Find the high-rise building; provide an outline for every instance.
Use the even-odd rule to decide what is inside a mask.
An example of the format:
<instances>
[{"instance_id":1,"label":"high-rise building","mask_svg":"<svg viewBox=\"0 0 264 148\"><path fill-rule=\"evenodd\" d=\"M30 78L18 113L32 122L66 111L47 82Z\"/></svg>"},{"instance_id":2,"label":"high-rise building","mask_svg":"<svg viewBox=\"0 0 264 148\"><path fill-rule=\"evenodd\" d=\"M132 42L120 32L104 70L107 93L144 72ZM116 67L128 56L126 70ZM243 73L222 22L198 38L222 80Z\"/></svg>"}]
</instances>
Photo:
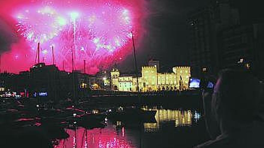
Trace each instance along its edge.
<instances>
[{"instance_id":1,"label":"high-rise building","mask_svg":"<svg viewBox=\"0 0 264 148\"><path fill-rule=\"evenodd\" d=\"M264 23L235 25L222 30L219 48L221 68L238 65L263 78Z\"/></svg>"},{"instance_id":2,"label":"high-rise building","mask_svg":"<svg viewBox=\"0 0 264 148\"><path fill-rule=\"evenodd\" d=\"M190 64L195 77L201 77L203 69L211 74L218 70L218 33L223 27L239 23L238 10L228 1L214 1L189 15Z\"/></svg>"}]
</instances>

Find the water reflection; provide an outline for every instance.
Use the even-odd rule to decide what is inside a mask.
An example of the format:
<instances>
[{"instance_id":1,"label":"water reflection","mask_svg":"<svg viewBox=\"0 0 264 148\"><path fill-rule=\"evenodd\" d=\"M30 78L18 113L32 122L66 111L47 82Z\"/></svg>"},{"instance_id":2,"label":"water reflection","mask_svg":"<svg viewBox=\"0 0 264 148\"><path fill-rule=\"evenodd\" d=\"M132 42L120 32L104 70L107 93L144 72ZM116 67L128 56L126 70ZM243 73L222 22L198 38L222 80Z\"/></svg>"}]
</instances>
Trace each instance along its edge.
<instances>
[{"instance_id":1,"label":"water reflection","mask_svg":"<svg viewBox=\"0 0 264 148\"><path fill-rule=\"evenodd\" d=\"M122 135L117 134L112 126L103 129L86 130L79 128L76 130L66 129L70 137L60 141L56 148L130 148L134 147L124 137L124 129Z\"/></svg>"},{"instance_id":2,"label":"water reflection","mask_svg":"<svg viewBox=\"0 0 264 148\"><path fill-rule=\"evenodd\" d=\"M157 132L164 129L173 131L176 128L182 126L192 126L198 121L200 116L200 113L194 110L165 109L157 107L150 108L147 106L144 106L142 109L156 110L155 117L156 122L145 123L141 126L133 126L124 124L123 121L116 121L112 124L111 121L106 121L108 125L104 129L86 130L84 128L78 128L76 130L66 129L66 132L70 135L69 137L58 141L58 145L55 147L139 148L140 147L140 144L141 143L140 141L143 141L145 144L153 142L151 140L146 140L146 138L152 138L148 137L146 138L146 135L157 136L157 134L163 133ZM164 133L166 134L161 136L164 139L170 136L167 134L168 131L165 131L166 132ZM151 134L148 135L150 133Z\"/></svg>"},{"instance_id":3,"label":"water reflection","mask_svg":"<svg viewBox=\"0 0 264 148\"><path fill-rule=\"evenodd\" d=\"M196 111L158 109L157 106L149 108L145 106L142 109L157 111L155 117L156 123L144 123L146 132L155 132L160 129L163 126L168 126L168 124L172 124L175 127L191 126L192 123L197 123L200 117Z\"/></svg>"}]
</instances>

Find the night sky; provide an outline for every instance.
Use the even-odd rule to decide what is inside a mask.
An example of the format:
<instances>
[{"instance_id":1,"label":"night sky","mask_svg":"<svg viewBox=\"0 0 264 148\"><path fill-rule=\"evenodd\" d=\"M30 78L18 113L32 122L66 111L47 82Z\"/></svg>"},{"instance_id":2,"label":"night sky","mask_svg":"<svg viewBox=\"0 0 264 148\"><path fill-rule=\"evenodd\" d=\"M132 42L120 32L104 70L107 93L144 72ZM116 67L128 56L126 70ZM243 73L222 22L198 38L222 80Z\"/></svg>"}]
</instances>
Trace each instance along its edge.
<instances>
[{"instance_id":1,"label":"night sky","mask_svg":"<svg viewBox=\"0 0 264 148\"><path fill-rule=\"evenodd\" d=\"M142 22L145 31L143 33L141 41L136 41L138 67L147 65L148 61L151 59L159 60L161 70L164 72L171 71L171 68L176 65L188 65L187 14L199 7L208 5L210 0L146 1L148 12L147 19ZM261 17L263 14L260 12L262 11L260 5L257 4L259 0L235 1L242 10L243 16L241 20L244 22L250 19L254 21L254 19L252 16ZM8 51L10 44L17 39L6 23L8 21L0 18L1 52ZM122 71L134 71L133 55L131 52L125 59L117 64Z\"/></svg>"}]
</instances>

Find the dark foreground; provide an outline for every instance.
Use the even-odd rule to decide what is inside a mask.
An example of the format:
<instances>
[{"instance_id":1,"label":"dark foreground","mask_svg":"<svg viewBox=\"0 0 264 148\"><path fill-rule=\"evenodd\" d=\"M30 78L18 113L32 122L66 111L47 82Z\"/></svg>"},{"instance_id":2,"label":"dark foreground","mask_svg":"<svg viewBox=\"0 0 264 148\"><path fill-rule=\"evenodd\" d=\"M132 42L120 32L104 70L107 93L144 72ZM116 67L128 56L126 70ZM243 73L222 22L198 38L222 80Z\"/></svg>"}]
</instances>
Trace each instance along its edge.
<instances>
[{"instance_id":1,"label":"dark foreground","mask_svg":"<svg viewBox=\"0 0 264 148\"><path fill-rule=\"evenodd\" d=\"M71 120L58 125L52 124L53 120L44 123L40 117L36 118L37 115L29 115L29 112L33 111L27 112L19 108L8 112L18 111L20 115L13 112L8 113L11 115L3 116L4 106L2 103L1 147L191 147L208 139L199 101L194 100L196 97L186 98L184 101L172 101L173 98L169 97L158 98L145 97L142 101L145 105L142 109L157 111L154 120L139 121L135 117L118 120L110 119L106 115L104 118L103 126L93 125L93 126L90 124L86 126L78 124L75 125L73 123L74 121ZM96 103L94 98L88 98L87 100L90 105L85 107L83 105L82 109L86 113L90 112L100 114L109 110L109 107L113 106L123 105L124 106L136 103L127 101L129 98L123 99L123 101L120 100L120 98L112 99L110 101L112 103L110 103L105 98L101 98L97 100ZM133 97L130 99L134 100ZM192 100L194 101L191 101ZM181 106L179 104L182 104ZM4 119L2 118L4 117ZM7 122L8 117L16 121L15 123Z\"/></svg>"}]
</instances>

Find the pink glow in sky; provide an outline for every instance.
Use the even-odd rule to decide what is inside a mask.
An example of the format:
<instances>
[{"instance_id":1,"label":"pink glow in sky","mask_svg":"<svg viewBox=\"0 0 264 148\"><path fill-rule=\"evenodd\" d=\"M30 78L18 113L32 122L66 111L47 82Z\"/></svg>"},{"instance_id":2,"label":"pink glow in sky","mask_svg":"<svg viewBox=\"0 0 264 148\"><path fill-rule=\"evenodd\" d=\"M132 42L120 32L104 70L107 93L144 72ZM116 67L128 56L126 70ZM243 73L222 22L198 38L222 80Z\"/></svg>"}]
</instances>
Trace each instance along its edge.
<instances>
[{"instance_id":1,"label":"pink glow in sky","mask_svg":"<svg viewBox=\"0 0 264 148\"><path fill-rule=\"evenodd\" d=\"M17 38L2 54L1 69L17 73L35 64L38 43L40 61L70 71L94 74L132 53L132 33L138 42L144 32L143 0L14 0L0 2L0 16Z\"/></svg>"}]
</instances>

## Description of the task
Rewrite all of the records above with "along its edge" swapped for "around its border" everywhere it occurs, keeping everything else the same and leaving out the pictures.

## The answer
Find the high-rise building; provide an outline for every instance.
Use the even-odd rule to decide what is inside a mask.
An example of the format:
<instances>
[{"instance_id":1,"label":"high-rise building","mask_svg":"<svg viewBox=\"0 0 264 148\"><path fill-rule=\"evenodd\" d=\"M30 78L18 113L32 122L66 111L47 82Z\"/></svg>"},{"instance_id":2,"label":"high-rise building","mask_svg":"<svg viewBox=\"0 0 264 148\"><path fill-rule=\"evenodd\" d=\"M132 42L120 32L104 70L107 93L144 72ZM116 67L128 56L126 70ZM243 73L222 22L198 38L222 80Z\"/></svg>"}]
</instances>
Photo:
Trace each instance around its border.
<instances>
[{"instance_id":1,"label":"high-rise building","mask_svg":"<svg viewBox=\"0 0 264 148\"><path fill-rule=\"evenodd\" d=\"M264 23L235 25L222 30L219 48L221 68L238 65L263 78Z\"/></svg>"},{"instance_id":2,"label":"high-rise building","mask_svg":"<svg viewBox=\"0 0 264 148\"><path fill-rule=\"evenodd\" d=\"M190 64L195 77L201 77L203 69L211 74L218 70L218 33L223 27L239 23L238 10L228 1L214 1L189 15Z\"/></svg>"}]
</instances>

Find the water reflection; provide an outline for every instance.
Use the even-odd rule to decide what is inside a mask.
An example of the format:
<instances>
[{"instance_id":1,"label":"water reflection","mask_svg":"<svg viewBox=\"0 0 264 148\"><path fill-rule=\"evenodd\" d=\"M30 78L18 113L32 122L66 111L47 82Z\"/></svg>"},{"instance_id":2,"label":"water reflection","mask_svg":"<svg viewBox=\"0 0 264 148\"><path fill-rule=\"evenodd\" d=\"M132 42L120 32L104 70L107 93L144 72ZM116 67L128 56L126 70ZM243 73L222 22L198 38L222 80Z\"/></svg>"}]
</instances>
Trace each instance around its border.
<instances>
[{"instance_id":1,"label":"water reflection","mask_svg":"<svg viewBox=\"0 0 264 148\"><path fill-rule=\"evenodd\" d=\"M122 135L117 134L112 126L103 129L86 130L79 128L76 130L66 129L70 137L60 141L56 148L130 148L134 147L124 137L124 129Z\"/></svg>"},{"instance_id":2,"label":"water reflection","mask_svg":"<svg viewBox=\"0 0 264 148\"><path fill-rule=\"evenodd\" d=\"M157 132L164 129L173 131L176 128L182 126L192 126L198 121L200 116L200 113L194 110L165 109L157 107L150 108L147 106L144 106L142 109L156 110L155 117L156 122L145 123L141 126L133 126L124 124L123 121L116 121L112 124L111 121L106 121L108 125L104 129L86 130L84 128L78 128L76 130L66 129L66 132L70 135L69 137L58 141L58 145L55 147L139 148L140 147L140 144L141 143L140 141L143 141L145 144L153 142L151 140L146 140L146 138L152 138L148 137L146 138L146 135L157 136L157 134L163 133ZM164 133L166 134L161 136L164 139L170 136L167 134L168 131L165 131L166 132ZM151 134L148 135L150 133Z\"/></svg>"},{"instance_id":3,"label":"water reflection","mask_svg":"<svg viewBox=\"0 0 264 148\"><path fill-rule=\"evenodd\" d=\"M196 111L158 109L157 106L149 108L145 106L142 109L157 111L155 117L156 123L144 123L146 132L155 132L160 129L163 126L168 126L168 124L172 124L175 127L191 126L192 123L197 123L200 117Z\"/></svg>"}]
</instances>

Find the night sky; provide an outline for every instance.
Use the even-odd rule to decide what is inside a mask.
An example of the format:
<instances>
[{"instance_id":1,"label":"night sky","mask_svg":"<svg viewBox=\"0 0 264 148\"><path fill-rule=\"evenodd\" d=\"M30 78L18 113L32 122L66 111L47 82Z\"/></svg>"},{"instance_id":2,"label":"night sky","mask_svg":"<svg viewBox=\"0 0 264 148\"><path fill-rule=\"evenodd\" d=\"M132 42L120 32L104 70L107 93L144 72ZM116 67L128 56L126 70ZM243 73L222 22L198 38L222 80Z\"/></svg>"}]
</instances>
Trace each instance around its border.
<instances>
[{"instance_id":1,"label":"night sky","mask_svg":"<svg viewBox=\"0 0 264 148\"><path fill-rule=\"evenodd\" d=\"M142 22L145 31L143 33L141 41L136 41L138 67L147 65L148 61L151 59L159 60L161 70L164 72L171 71L171 68L176 65L188 65L187 14L199 7L208 5L210 0L146 1L148 12L147 19ZM261 17L263 14L260 12L262 11L260 5L257 4L259 0L235 1L242 10L243 16L241 20L244 22L250 19L254 21L254 19L252 16ZM8 51L10 44L17 39L6 23L8 21L0 18L1 52ZM122 71L134 71L133 55L131 52L125 59L117 64Z\"/></svg>"}]
</instances>

Find the dark foreground; provide an outline for every instance.
Use the even-odd rule to decide what is inside a mask.
An example of the format:
<instances>
[{"instance_id":1,"label":"dark foreground","mask_svg":"<svg viewBox=\"0 0 264 148\"><path fill-rule=\"evenodd\" d=\"M30 78L18 113L32 122L66 111L47 82Z\"/></svg>"},{"instance_id":2,"label":"dark foreground","mask_svg":"<svg viewBox=\"0 0 264 148\"><path fill-rule=\"evenodd\" d=\"M132 42L120 32L104 70L107 93L144 72ZM116 67L128 56L126 70ZM243 73L222 22L198 38L222 80Z\"/></svg>"}]
</instances>
Trace each instance around its border.
<instances>
[{"instance_id":1,"label":"dark foreground","mask_svg":"<svg viewBox=\"0 0 264 148\"><path fill-rule=\"evenodd\" d=\"M71 120L58 125L52 124L53 120L44 123L40 117L36 118L37 115L29 115L29 112L33 111L27 112L19 108L8 112L18 111L20 115L13 112L8 113L11 115L3 116L4 106L2 103L1 147L191 147L208 139L199 101L194 100L196 97L186 98L184 101L172 101L173 98L169 97L158 98L145 97L142 101L145 105L142 109L157 111L154 120L139 121L135 117L118 120L110 119L106 115L104 118L103 126L93 125L93 126L90 124L86 126L78 124L75 125L73 123L74 121ZM96 103L94 98L88 98L87 100L90 105L85 107L83 105L82 109L86 113L90 112L100 114L109 110L109 107L113 106L123 105L124 106L136 103L127 101L129 98L123 99L123 101L120 100L120 98L112 99L110 101L112 103L110 103L105 98L101 98L97 100ZM133 97L130 99L134 100ZM192 100L194 101L191 101ZM181 106L179 104L182 104ZM4 119L2 118L4 117ZM7 122L8 117L16 121L15 123Z\"/></svg>"}]
</instances>

Find the pink glow in sky; provide an outline for every instance.
Use the even-odd rule to decide what is inside a mask.
An example of the format:
<instances>
[{"instance_id":1,"label":"pink glow in sky","mask_svg":"<svg viewBox=\"0 0 264 148\"><path fill-rule=\"evenodd\" d=\"M30 78L18 113L32 122L66 111L47 82Z\"/></svg>"},{"instance_id":2,"label":"pink glow in sky","mask_svg":"<svg viewBox=\"0 0 264 148\"><path fill-rule=\"evenodd\" d=\"M132 42L120 32L104 70L107 93L144 72ZM116 67L128 56L126 70ZM243 73L222 22L198 38L222 80Z\"/></svg>"}]
</instances>
Trace each instance around its border.
<instances>
[{"instance_id":1,"label":"pink glow in sky","mask_svg":"<svg viewBox=\"0 0 264 148\"><path fill-rule=\"evenodd\" d=\"M17 38L2 54L1 69L17 73L35 64L38 43L40 61L70 71L94 74L132 53L132 33L138 42L144 32L143 0L14 0L0 2L0 16Z\"/></svg>"}]
</instances>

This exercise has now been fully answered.